◆ Direction A
Extract the part of the passage on Brook Farm and Fourierism from "Such prose indicates" up to and including "America, a hippie.", word for word.

── Document excerpt ──

What’s more, both Fourier and Swedenborg preached tolerance. Fourier was, in essence,
an early feminist (one factor behind the proposed phalansteries was to free women
from the tyranny of the house), and also thought society should be considerate toward
alternative sexualities; Swedenborg believed that the New Jerusalem, the final epoch
of Christianity, would most likely take hold in Africa, since Africans were “more
interior”
19
and thus more receptive to enlightenment—a stance that, noble-savage overtones aside,
fit nicely with the Transcendentalists’ abolitionist bent.

Encouraged by Greeley and Brisbane, Brook Farm converted to Fourierism and Swedenborgianism,
rebranding themselves from an Association to a Phalanx, and taking over editing and
printing of the main Fourierist newspaper in America, now renamed
The Harbinger
. Not all the Brook Farmers went along with change, but Dwight certainly did. He became
The Harbinger
’s music critic, and promptly began pouring his Beethovenian wine into Fourierist
bottles, filing composers under Fourier’s various human passions: Handel represented
Universal Friendship; Haydn, Paternity; and Mozart, Love. Beethoven was Ambition:
“the aspiring Promethean spirit, struggling for release from monotony and falseness,
sick of the actual, subduing every sincere sadness by heroic triumphs in art, which
are like tears brightening into joys of most rapturous, inspired visions of a coming
Era, which shall consummate the Unity of all things.”
20

Such prose indicates how radical-by-association, at the time,
Beethoven’s reputation could and possibly should be considered. To sum up: Dwight
was living on a commune, espousing a far-out political system, delving into a mystical
religion. He was, as much as one could be in nineteenth-century America, a hippie.
And Beethoven’s symphonies were his music of choice. Lest anyone mistake the connection,
Dwight spelled it out: “In religion we have Swedenborg; in social economy, Fourier;
in music, Beethoven.”
21

The new idols proved false. With a huge part of the farm’s income siphoned off to
fund the construction of a Fourierist phalanstery, commune-wide economizing took a
toll on morale; when the nearly finished phalanstery burned to the ground, in March
1846, Brook Farm was, essentially, financially ruined. “The idealists lingered last,
loath to leave a spot endeared by so many associations, hallowed by so many hopes,”

───
── Input records ──

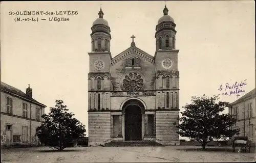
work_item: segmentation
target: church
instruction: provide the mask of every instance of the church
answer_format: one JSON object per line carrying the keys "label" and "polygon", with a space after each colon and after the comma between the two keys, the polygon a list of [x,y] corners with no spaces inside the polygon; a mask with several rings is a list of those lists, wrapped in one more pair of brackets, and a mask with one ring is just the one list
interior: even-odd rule
{"label": "church", "polygon": [[179,145],[178,49],[166,6],[156,26],[153,56],[136,46],[112,57],[111,29],[100,8],[93,23],[88,73],[89,145],[152,141]]}

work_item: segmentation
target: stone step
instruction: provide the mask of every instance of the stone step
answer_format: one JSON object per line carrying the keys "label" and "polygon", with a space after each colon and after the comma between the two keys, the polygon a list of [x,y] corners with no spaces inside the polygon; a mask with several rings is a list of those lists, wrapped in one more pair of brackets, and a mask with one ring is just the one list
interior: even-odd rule
{"label": "stone step", "polygon": [[143,147],[163,146],[159,143],[153,141],[112,141],[105,144],[105,147]]}

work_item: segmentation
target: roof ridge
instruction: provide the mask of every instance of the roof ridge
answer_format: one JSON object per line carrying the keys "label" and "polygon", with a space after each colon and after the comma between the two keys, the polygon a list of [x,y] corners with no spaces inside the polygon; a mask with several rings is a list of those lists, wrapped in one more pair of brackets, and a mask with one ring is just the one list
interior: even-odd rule
{"label": "roof ridge", "polygon": [[16,88],[16,87],[13,87],[13,86],[11,86],[11,85],[8,85],[8,84],[6,84],[6,83],[4,83],[4,82],[2,82],[2,81],[1,81],[1,84],[5,84],[5,85],[7,85],[7,86],[10,86],[10,87],[12,87],[12,88],[14,88],[14,89],[16,89],[16,90],[19,90],[19,91],[22,91],[22,92],[23,92],[23,93],[25,93],[25,92],[24,92],[23,91],[22,91],[21,90],[19,89],[18,88]]}

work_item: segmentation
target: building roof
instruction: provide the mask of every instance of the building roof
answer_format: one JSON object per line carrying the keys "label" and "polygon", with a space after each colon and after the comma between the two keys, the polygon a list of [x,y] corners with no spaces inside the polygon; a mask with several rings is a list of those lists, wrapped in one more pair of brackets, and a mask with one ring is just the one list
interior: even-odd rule
{"label": "building roof", "polygon": [[98,18],[96,19],[93,23],[93,26],[95,24],[104,24],[106,26],[109,26],[109,23],[108,21],[102,18]]}
{"label": "building roof", "polygon": [[253,89],[252,90],[250,91],[248,93],[246,93],[245,95],[243,95],[240,98],[239,98],[238,100],[236,101],[232,102],[230,104],[230,105],[233,105],[236,104],[237,103],[239,103],[239,102],[242,102],[244,100],[249,98],[250,97],[255,96],[255,89]]}
{"label": "building roof", "polygon": [[34,104],[36,104],[44,107],[47,107],[46,105],[38,102],[34,99],[29,98],[26,93],[22,92],[20,90],[1,82],[1,91],[2,91],[17,96],[20,98],[23,98],[25,100],[31,101],[31,102]]}
{"label": "building roof", "polygon": [[158,19],[157,24],[159,24],[164,21],[172,21],[174,22],[174,19],[169,15],[164,15]]}

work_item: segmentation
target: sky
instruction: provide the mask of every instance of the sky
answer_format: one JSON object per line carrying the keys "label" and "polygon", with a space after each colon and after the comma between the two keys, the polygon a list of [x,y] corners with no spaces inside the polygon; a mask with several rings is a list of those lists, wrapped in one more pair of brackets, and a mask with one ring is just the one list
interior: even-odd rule
{"label": "sky", "polygon": [[[163,16],[164,1],[2,2],[1,80],[26,92],[49,107],[63,100],[75,117],[88,129],[88,73],[91,50],[91,28],[101,4],[111,30],[111,51],[115,57],[130,46],[154,56],[155,33]],[[220,94],[220,100],[238,99],[226,89],[236,82],[242,95],[255,85],[254,1],[167,1],[176,24],[180,71],[180,106],[191,96]],[[77,15],[10,15],[10,11],[77,11]],[[17,17],[38,22],[15,22]],[[68,21],[50,21],[52,17]],[[46,20],[40,20],[46,19]],[[219,90],[221,85],[223,90]],[[227,95],[222,93],[227,92]],[[224,113],[227,113],[225,110]]]}

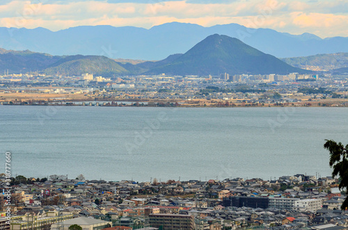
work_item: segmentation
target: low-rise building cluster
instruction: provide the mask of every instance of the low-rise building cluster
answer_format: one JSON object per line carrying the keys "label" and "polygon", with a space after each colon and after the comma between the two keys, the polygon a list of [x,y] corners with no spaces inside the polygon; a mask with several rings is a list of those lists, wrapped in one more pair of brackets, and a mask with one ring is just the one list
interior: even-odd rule
{"label": "low-rise building cluster", "polygon": [[10,205],[2,195],[2,229],[348,229],[348,212],[340,209],[345,197],[332,177],[165,183],[50,177],[12,179]]}

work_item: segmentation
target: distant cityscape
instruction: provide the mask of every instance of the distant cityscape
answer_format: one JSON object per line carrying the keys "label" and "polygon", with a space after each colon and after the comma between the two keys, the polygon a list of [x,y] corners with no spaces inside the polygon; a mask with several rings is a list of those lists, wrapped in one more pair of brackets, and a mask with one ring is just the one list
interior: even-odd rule
{"label": "distant cityscape", "polygon": [[[126,76],[35,73],[0,76],[1,104],[187,106],[347,106],[347,76],[331,74]],[[114,101],[113,104],[111,104]],[[128,101],[128,102],[127,102]],[[129,102],[130,101],[130,102]],[[89,105],[89,102],[86,105]],[[134,104],[132,104],[134,103]],[[167,105],[168,106],[168,105]]]}

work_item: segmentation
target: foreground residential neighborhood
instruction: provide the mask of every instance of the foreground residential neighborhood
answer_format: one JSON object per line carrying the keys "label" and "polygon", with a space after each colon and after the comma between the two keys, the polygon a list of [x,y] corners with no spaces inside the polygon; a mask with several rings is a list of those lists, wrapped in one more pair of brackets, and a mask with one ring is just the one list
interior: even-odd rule
{"label": "foreground residential neighborhood", "polygon": [[139,183],[17,176],[10,186],[1,179],[2,229],[348,229],[345,197],[332,177]]}

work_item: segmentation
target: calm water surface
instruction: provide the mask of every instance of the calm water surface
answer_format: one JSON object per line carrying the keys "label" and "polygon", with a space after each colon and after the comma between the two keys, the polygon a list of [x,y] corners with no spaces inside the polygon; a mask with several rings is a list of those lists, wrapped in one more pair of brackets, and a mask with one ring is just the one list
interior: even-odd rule
{"label": "calm water surface", "polygon": [[[143,181],[329,176],[325,139],[348,143],[345,108],[0,106],[13,175]],[[1,156],[1,155],[0,155]]]}

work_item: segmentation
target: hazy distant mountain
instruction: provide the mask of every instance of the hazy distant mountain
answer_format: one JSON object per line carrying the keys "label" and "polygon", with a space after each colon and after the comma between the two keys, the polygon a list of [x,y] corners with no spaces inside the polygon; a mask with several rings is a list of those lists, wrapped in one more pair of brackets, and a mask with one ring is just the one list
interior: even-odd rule
{"label": "hazy distant mountain", "polygon": [[161,60],[172,54],[184,53],[214,33],[237,38],[279,58],[348,52],[348,38],[322,39],[310,33],[294,35],[267,28],[247,28],[236,24],[203,27],[178,22],[150,29],[97,26],[52,32],[43,28],[0,28],[0,47],[54,55],[101,55],[109,58]]}
{"label": "hazy distant mountain", "polygon": [[[140,65],[140,64],[139,64]],[[217,75],[228,74],[288,74],[306,72],[239,40],[215,34],[195,45],[169,63],[148,74]]]}
{"label": "hazy distant mountain", "polygon": [[307,57],[281,58],[289,65],[299,68],[316,66],[326,69],[348,67],[348,53],[324,54]]}
{"label": "hazy distant mountain", "polygon": [[0,73],[24,74],[38,70],[47,74],[79,76],[84,73],[111,76],[128,73],[116,61],[104,56],[54,56],[30,51],[15,51],[0,49]]}
{"label": "hazy distant mountain", "polygon": [[7,70],[10,74],[42,70],[61,58],[60,56],[29,50],[15,51],[0,49],[0,74]]}

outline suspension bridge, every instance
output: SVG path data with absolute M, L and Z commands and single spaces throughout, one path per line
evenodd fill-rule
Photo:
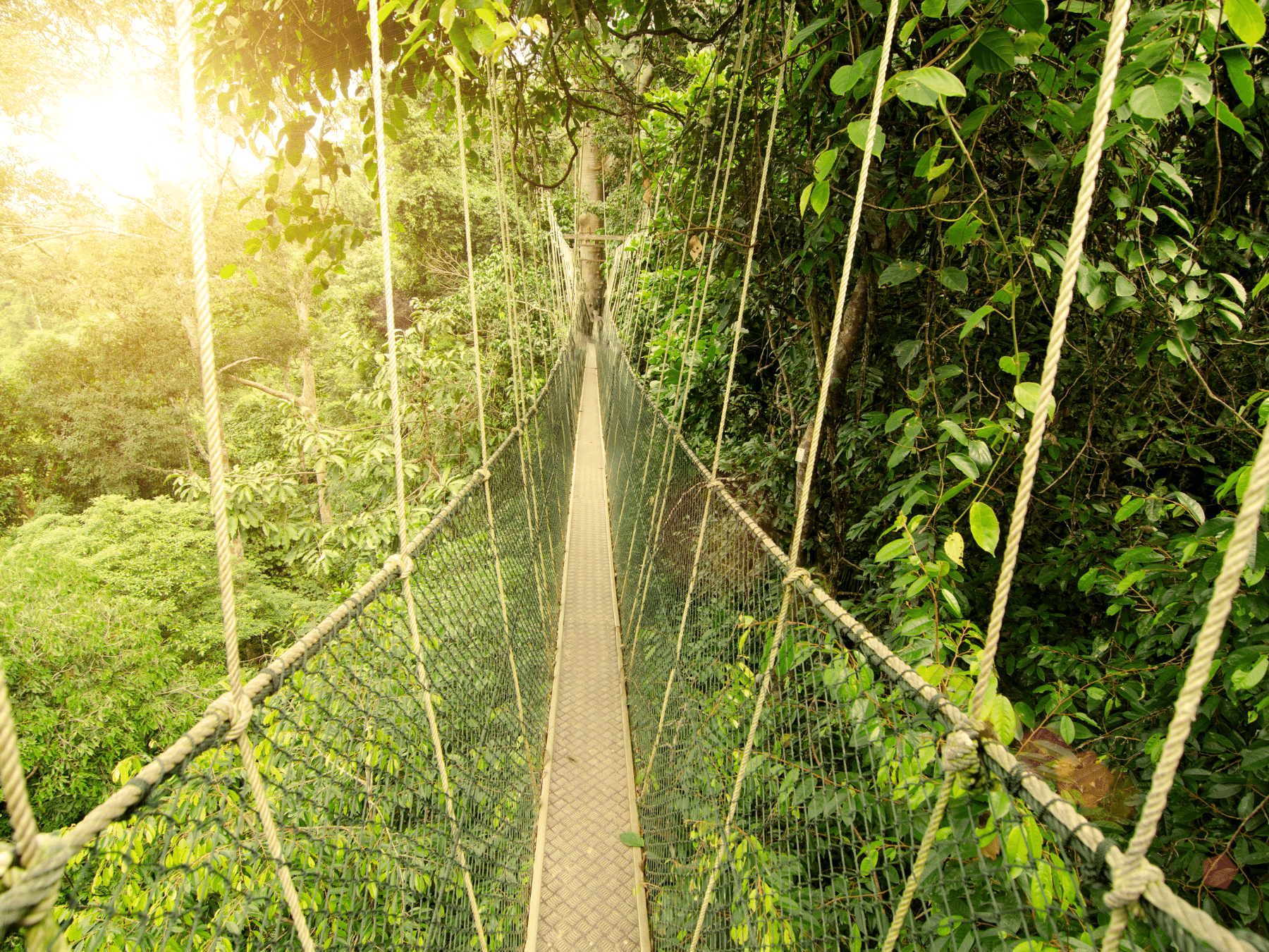
M 898 6 L 892 1 L 888 10 L 843 294 Z M 175 9 L 195 168 L 188 0 Z M 791 6 L 786 43 L 793 15 Z M 0 779 L 15 838 L 0 852 L 0 927 L 23 933 L 28 949 L 1039 952 L 1101 944 L 1113 952 L 1126 942 L 1264 952 L 1261 937 L 1225 929 L 1179 899 L 1145 861 L 1264 503 L 1264 447 L 1155 786 L 1124 849 L 1020 764 L 983 716 L 1126 17 L 1121 0 L 1041 410 L 968 711 L 798 567 L 806 493 L 786 552 L 720 481 L 717 448 L 712 463 L 697 457 L 676 425 L 693 386 L 690 368 L 669 416 L 646 392 L 627 348 L 637 344 L 632 329 L 650 306 L 641 275 L 657 246 L 650 228 L 656 208 L 632 223 L 617 249 L 598 312 L 582 301 L 579 263 L 549 212 L 549 225 L 530 235 L 552 275 L 538 292 L 556 319 L 556 357 L 546 385 L 530 393 L 513 338 L 516 425 L 492 452 L 468 221 L 481 466 L 426 527 L 410 533 L 390 333 L 400 548 L 244 679 L 216 452 L 202 197 L 190 175 L 230 689 L 175 744 L 56 835 L 36 828 L 13 715 L 0 696 Z M 369 23 L 377 22 L 371 3 Z M 385 169 L 373 27 L 371 37 Z M 736 66 L 744 47 L 742 39 Z M 461 77 L 454 83 L 463 128 Z M 780 83 L 783 67 L 773 110 Z M 723 142 L 728 122 L 735 142 L 739 114 L 728 98 Z M 496 112 L 492 128 L 496 156 Z M 726 193 L 726 178 L 720 188 L 716 176 L 707 223 L 717 222 Z M 503 202 L 508 250 L 511 216 Z M 379 215 L 391 289 L 385 188 Z M 756 230 L 761 216 L 750 217 Z M 754 237 L 731 334 L 732 369 Z M 694 320 L 697 333 L 712 264 L 711 254 L 703 279 L 689 289 L 688 324 Z M 513 335 L 515 282 L 509 269 Z M 392 300 L 388 291 L 390 329 Z M 839 298 L 832 341 L 841 306 Z M 731 385 L 728 372 L 723 423 Z M 721 424 L 720 442 L 722 432 Z M 816 428 L 808 472 L 819 435 Z

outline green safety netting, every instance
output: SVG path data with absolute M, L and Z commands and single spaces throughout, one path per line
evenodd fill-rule
M 799 579 L 726 824 L 788 562 L 721 486 L 702 528 L 709 470 L 610 327 L 600 392 L 654 948 L 690 946 L 721 845 L 698 948 L 879 948 L 943 779 L 944 737 L 972 725 Z M 952 683 L 967 694 L 966 675 Z M 1095 948 L 1110 842 L 1001 745 L 981 753 L 977 776 L 953 788 L 897 947 Z M 1138 947 L 1207 948 L 1143 906 L 1129 930 Z
M 419 652 L 398 575 L 379 571 L 247 687 L 317 948 L 478 948 L 481 930 L 491 949 L 524 942 L 582 353 L 570 338 L 489 463 L 510 637 L 477 473 L 411 543 Z M 162 782 L 132 781 L 142 803 L 71 861 L 56 909 L 71 948 L 299 948 L 226 730 L 165 763 Z

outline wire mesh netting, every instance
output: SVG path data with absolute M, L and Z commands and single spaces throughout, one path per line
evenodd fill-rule
M 708 471 L 646 399 L 619 341 L 599 357 L 654 947 L 689 947 L 699 920 L 698 948 L 879 948 L 943 779 L 943 739 L 963 715 L 920 679 L 915 694 L 893 656 L 859 650 L 857 623 L 810 586 L 773 645 L 783 553 L 721 493 L 706 515 Z M 986 763 L 1001 776 L 953 787 L 898 948 L 1095 947 L 1103 857 L 1038 821 L 1016 762 Z M 1134 928 L 1143 947 L 1170 947 Z
M 490 461 L 492 538 L 477 476 L 414 539 L 418 650 L 404 586 L 381 572 L 254 698 L 249 736 L 317 948 L 523 946 L 581 355 L 571 340 Z M 299 947 L 225 732 L 71 862 L 56 910 L 71 948 Z

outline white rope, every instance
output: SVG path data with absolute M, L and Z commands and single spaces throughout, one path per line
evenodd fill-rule
M 467 904 L 472 910 L 472 920 L 476 925 L 476 938 L 480 942 L 481 952 L 489 952 L 489 941 L 485 937 L 485 923 L 481 919 L 480 902 L 476 899 L 476 889 L 472 885 L 471 871 L 467 867 L 467 854 L 462 847 L 462 835 L 458 826 L 458 816 L 454 811 L 454 797 L 449 786 L 449 769 L 445 764 L 445 753 L 440 741 L 440 729 L 437 724 L 437 710 L 431 698 L 431 680 L 423 660 L 423 640 L 419 636 L 419 618 L 414 604 L 414 593 L 410 586 L 410 575 L 405 560 L 409 559 L 406 546 L 409 542 L 409 526 L 406 523 L 405 509 L 405 462 L 401 447 L 401 395 L 397 380 L 396 359 L 396 315 L 393 314 L 392 293 L 392 246 L 391 246 L 391 221 L 388 218 L 388 161 L 387 143 L 383 136 L 383 66 L 379 61 L 379 11 L 378 0 L 369 0 L 369 34 L 371 34 L 371 86 L 374 105 L 374 162 L 376 176 L 379 192 L 379 253 L 383 258 L 383 310 L 386 312 L 387 343 L 388 343 L 388 393 L 392 405 L 392 458 L 396 471 L 396 517 L 398 560 L 401 574 L 401 594 L 405 598 L 406 618 L 410 625 L 410 649 L 415 658 L 415 675 L 423 687 L 423 704 L 428 715 L 428 731 L 431 735 L 433 757 L 437 760 L 437 772 L 440 776 L 440 792 L 445 798 L 445 816 L 449 819 L 450 834 L 454 838 L 454 854 L 458 867 L 462 869 L 463 890 L 467 892 Z
M 524 701 L 520 697 L 520 673 L 515 663 L 515 647 L 511 644 L 511 621 L 506 611 L 506 589 L 503 584 L 503 557 L 497 548 L 497 533 L 494 528 L 494 495 L 489 486 L 489 446 L 485 442 L 485 385 L 480 364 L 480 317 L 476 308 L 476 264 L 472 256 L 472 217 L 471 194 L 467 190 L 467 146 L 463 136 L 467 132 L 467 113 L 463 109 L 463 81 L 457 69 L 454 74 L 454 108 L 458 113 L 458 178 L 463 189 L 463 228 L 467 242 L 467 300 L 472 311 L 472 352 L 476 357 L 476 421 L 480 429 L 480 472 L 485 473 L 485 515 L 489 523 L 489 545 L 494 551 L 494 576 L 497 580 L 497 604 L 503 613 L 503 636 L 506 638 L 506 656 L 511 665 L 511 683 L 515 687 L 515 707 L 520 717 L 520 736 L 524 740 L 524 763 L 533 769 L 533 757 L 529 753 L 529 731 L 524 721 Z
M 1044 353 L 1044 369 L 1039 380 L 1039 399 L 1032 416 L 1030 433 L 1027 437 L 1027 449 L 1023 454 L 1023 471 L 1018 477 L 1018 496 L 1014 499 L 1014 512 L 1009 522 L 1009 536 L 1005 541 L 1005 553 L 1000 565 L 1000 579 L 996 581 L 996 594 L 991 603 L 991 619 L 987 622 L 987 635 L 982 654 L 978 658 L 978 680 L 973 685 L 970 702 L 970 716 L 982 717 L 987 701 L 987 689 L 996 661 L 996 649 L 1000 645 L 1000 628 L 1005 621 L 1005 605 L 1009 604 L 1009 589 L 1014 581 L 1014 567 L 1018 565 L 1018 547 L 1027 522 L 1027 506 L 1030 504 L 1032 484 L 1036 481 L 1036 468 L 1039 463 L 1039 449 L 1044 442 L 1044 428 L 1048 424 L 1048 409 L 1053 399 L 1053 383 L 1057 380 L 1057 366 L 1062 359 L 1062 341 L 1066 338 L 1066 320 L 1071 314 L 1075 297 L 1075 278 L 1079 273 L 1080 258 L 1084 251 L 1084 237 L 1089 228 L 1089 216 L 1093 211 L 1093 197 L 1098 184 L 1098 171 L 1101 164 L 1101 146 L 1105 142 L 1107 122 L 1110 114 L 1110 99 L 1114 95 L 1115 77 L 1119 74 L 1119 55 L 1123 50 L 1123 37 L 1128 25 L 1129 0 L 1115 0 L 1110 13 L 1110 33 L 1107 37 L 1105 60 L 1101 63 L 1101 85 L 1093 107 L 1093 126 L 1089 129 L 1089 145 L 1084 159 L 1084 175 L 1080 179 L 1080 192 L 1075 202 L 1075 216 L 1071 221 L 1071 240 L 1066 248 L 1066 260 L 1062 263 L 1062 282 L 1057 292 L 1057 306 L 1053 308 L 1053 326 L 1048 333 L 1048 349 Z
M 747 23 L 749 23 L 749 3 L 746 0 L 745 5 L 744 5 L 744 9 L 741 11 L 741 17 L 740 17 L 740 30 L 741 30 L 741 33 L 740 33 L 740 37 L 739 37 L 737 43 L 736 43 L 736 56 L 735 56 L 735 60 L 732 61 L 732 74 L 733 75 L 736 74 L 737 69 L 740 67 L 741 53 L 745 51 L 746 39 L 751 39 L 753 38 L 751 36 L 746 37 L 746 34 L 745 34 L 745 27 L 747 25 Z M 740 95 L 740 102 L 736 103 L 736 122 L 731 127 L 731 132 L 732 132 L 732 135 L 731 135 L 731 151 L 728 151 L 727 162 L 726 162 L 727 178 L 723 179 L 723 187 L 722 187 L 722 195 L 723 197 L 726 197 L 726 194 L 727 194 L 727 183 L 730 180 L 732 156 L 735 154 L 735 147 L 736 147 L 736 133 L 740 129 L 740 110 L 741 110 L 741 107 L 744 105 L 744 102 L 745 102 L 745 94 L 744 94 L 744 89 L 742 89 L 741 90 L 741 95 Z M 723 142 L 727 140 L 727 128 L 728 128 L 728 124 L 731 123 L 731 105 L 732 105 L 732 96 L 728 95 L 727 96 L 727 109 L 726 109 L 726 113 L 723 116 L 722 137 L 721 137 L 721 140 L 718 142 L 718 159 L 720 159 L 720 161 L 714 164 L 714 179 L 713 179 L 713 187 L 712 187 L 712 190 L 711 190 L 711 194 L 709 194 L 709 209 L 708 209 L 708 212 L 706 215 L 706 223 L 707 225 L 711 225 L 711 223 L 713 223 L 716 221 L 714 217 L 713 217 L 714 216 L 714 197 L 716 197 L 716 194 L 718 192 L 718 171 L 720 171 L 720 166 L 723 165 L 723 162 L 721 161 Z M 773 113 L 773 128 L 774 128 L 774 113 Z M 769 157 L 770 156 L 768 155 L 768 160 L 769 160 Z M 700 512 L 700 524 L 699 524 L 699 527 L 697 529 L 697 546 L 695 546 L 695 550 L 693 551 L 693 555 L 692 555 L 692 570 L 688 572 L 688 592 L 687 592 L 687 594 L 683 598 L 683 612 L 679 616 L 679 633 L 678 633 L 678 637 L 675 638 L 675 644 L 674 644 L 674 664 L 670 666 L 670 674 L 665 679 L 665 692 L 662 693 L 662 697 L 661 697 L 661 712 L 660 712 L 660 716 L 657 717 L 656 734 L 654 735 L 654 739 L 652 739 L 652 749 L 648 753 L 647 768 L 643 770 L 643 777 L 645 778 L 651 778 L 652 777 L 652 767 L 656 763 L 656 753 L 657 753 L 657 749 L 660 748 L 660 744 L 661 744 L 661 734 L 665 730 L 665 715 L 666 715 L 666 712 L 669 710 L 669 704 L 670 704 L 670 691 L 673 689 L 674 682 L 678 678 L 679 660 L 683 656 L 683 638 L 684 638 L 684 635 L 685 635 L 687 628 L 688 628 L 688 616 L 689 616 L 689 613 L 692 611 L 692 599 L 693 599 L 693 597 L 695 594 L 697 574 L 698 574 L 698 571 L 700 569 L 700 555 L 704 551 L 706 527 L 707 527 L 707 524 L 709 522 L 709 509 L 711 509 L 711 503 L 713 501 L 713 490 L 717 486 L 720 486 L 720 482 L 718 482 L 718 461 L 721 458 L 721 451 L 722 451 L 722 437 L 723 437 L 725 428 L 727 425 L 727 410 L 731 406 L 731 388 L 732 388 L 732 382 L 733 382 L 735 376 L 736 376 L 736 354 L 740 350 L 740 338 L 741 338 L 741 334 L 744 334 L 745 306 L 747 303 L 747 297 L 749 297 L 749 282 L 750 282 L 750 277 L 751 277 L 753 270 L 754 270 L 754 246 L 755 246 L 756 239 L 758 239 L 758 222 L 761 218 L 761 213 L 763 213 L 763 201 L 764 201 L 764 189 L 765 189 L 765 185 L 766 185 L 766 178 L 764 175 L 763 176 L 763 182 L 759 183 L 758 204 L 754 208 L 754 223 L 751 226 L 751 234 L 750 234 L 750 241 L 749 241 L 749 251 L 745 255 L 745 277 L 744 277 L 744 283 L 742 283 L 741 291 L 740 291 L 740 303 L 739 303 L 739 306 L 736 308 L 736 322 L 733 325 L 733 333 L 732 333 L 731 357 L 730 357 L 730 359 L 727 362 L 727 385 L 723 388 L 722 415 L 721 415 L 721 418 L 718 420 L 718 435 L 717 435 L 717 439 L 714 440 L 713 465 L 712 465 L 712 467 L 709 470 L 709 480 L 706 484 L 709 487 L 709 491 L 706 493 L 706 501 L 704 501 L 704 505 L 702 506 L 702 512 Z M 723 204 L 722 202 L 717 203 L 717 212 L 718 212 L 718 218 L 717 220 L 718 221 L 722 220 L 722 204 Z M 713 250 L 717 246 L 718 246 L 718 242 L 717 242 L 717 239 L 716 239 L 714 248 L 711 249 L 709 260 L 708 260 L 708 263 L 706 265 L 706 277 L 704 277 L 703 286 L 702 286 L 702 282 L 700 282 L 700 279 L 698 277 L 698 286 L 703 287 L 703 289 L 702 289 L 702 292 L 699 294 L 699 298 L 700 298 L 699 300 L 699 311 L 700 311 L 702 316 L 704 315 L 704 298 L 706 298 L 706 294 L 708 293 L 708 288 L 709 288 L 709 277 L 713 273 L 713 263 L 714 263 Z M 694 293 L 693 294 L 693 307 L 695 307 L 697 303 L 698 303 L 695 298 L 697 298 L 697 294 Z M 689 317 L 689 321 L 690 321 L 690 317 Z M 698 334 L 699 334 L 700 322 L 702 321 L 698 321 L 698 324 L 697 324 L 697 333 Z M 694 352 L 695 352 L 695 344 L 693 344 L 693 353 Z M 693 360 L 689 364 L 689 368 L 688 368 L 688 388 L 689 390 L 692 387 L 692 372 L 694 369 L 695 369 L 695 362 Z M 680 424 L 681 424 L 681 416 L 680 416 Z M 673 430 L 671 430 L 671 438 L 673 438 Z
M 1203 688 L 1212 673 L 1212 659 L 1221 646 L 1225 622 L 1230 617 L 1233 597 L 1239 592 L 1239 578 L 1246 565 L 1251 541 L 1260 528 L 1260 510 L 1265 504 L 1266 487 L 1269 487 L 1269 426 L 1265 428 L 1260 438 L 1260 447 L 1251 463 L 1247 489 L 1242 494 L 1242 508 L 1233 523 L 1230 545 L 1225 550 L 1221 574 L 1216 576 L 1216 585 L 1212 588 L 1207 617 L 1203 619 L 1203 627 L 1194 642 L 1194 655 L 1185 669 L 1185 682 L 1176 696 L 1176 707 L 1173 711 L 1173 720 L 1167 725 L 1167 736 L 1159 755 L 1159 765 L 1155 767 L 1155 776 L 1150 782 L 1150 792 L 1141 807 L 1141 817 L 1137 820 L 1137 828 L 1133 830 L 1128 848 L 1123 852 L 1122 862 L 1112 867 L 1112 889 L 1104 897 L 1105 904 L 1112 909 L 1110 925 L 1103 938 L 1103 952 L 1115 952 L 1119 948 L 1119 939 L 1123 937 L 1129 909 L 1136 906 L 1142 894 L 1152 900 L 1150 887 L 1164 882 L 1164 875 L 1159 867 L 1146 862 L 1146 850 L 1150 849 L 1159 829 L 1159 820 L 1167 806 L 1167 795 L 1171 792 L 1176 779 L 1176 768 L 1185 753 L 1190 725 L 1194 722 L 1199 703 L 1203 701 Z M 1190 928 L 1193 930 L 1193 927 Z M 1233 938 L 1225 929 L 1221 929 L 1221 933 L 1223 933 L 1220 935 L 1222 943 Z M 1218 944 L 1211 934 L 1198 932 L 1195 934 L 1211 944 Z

───

◆ Direction B
Copy the rows from their start up to and including the line with "instruction: provide the mask of every instance of the church", without the picture.

◆ Expected output A
Such prose indicates how radical-by-association, at the time,
Beethoven’s reputation could and possibly should be considered. To sum up: Dwight
was living on a commune, espousing a far-out political system, delving into a mystical
religion. He was, as much as one could be in nineteenth-century America, a hippie.

◆ Expected output B
work_item: segmentation
target: church
instruction: provide the mask of every instance of the church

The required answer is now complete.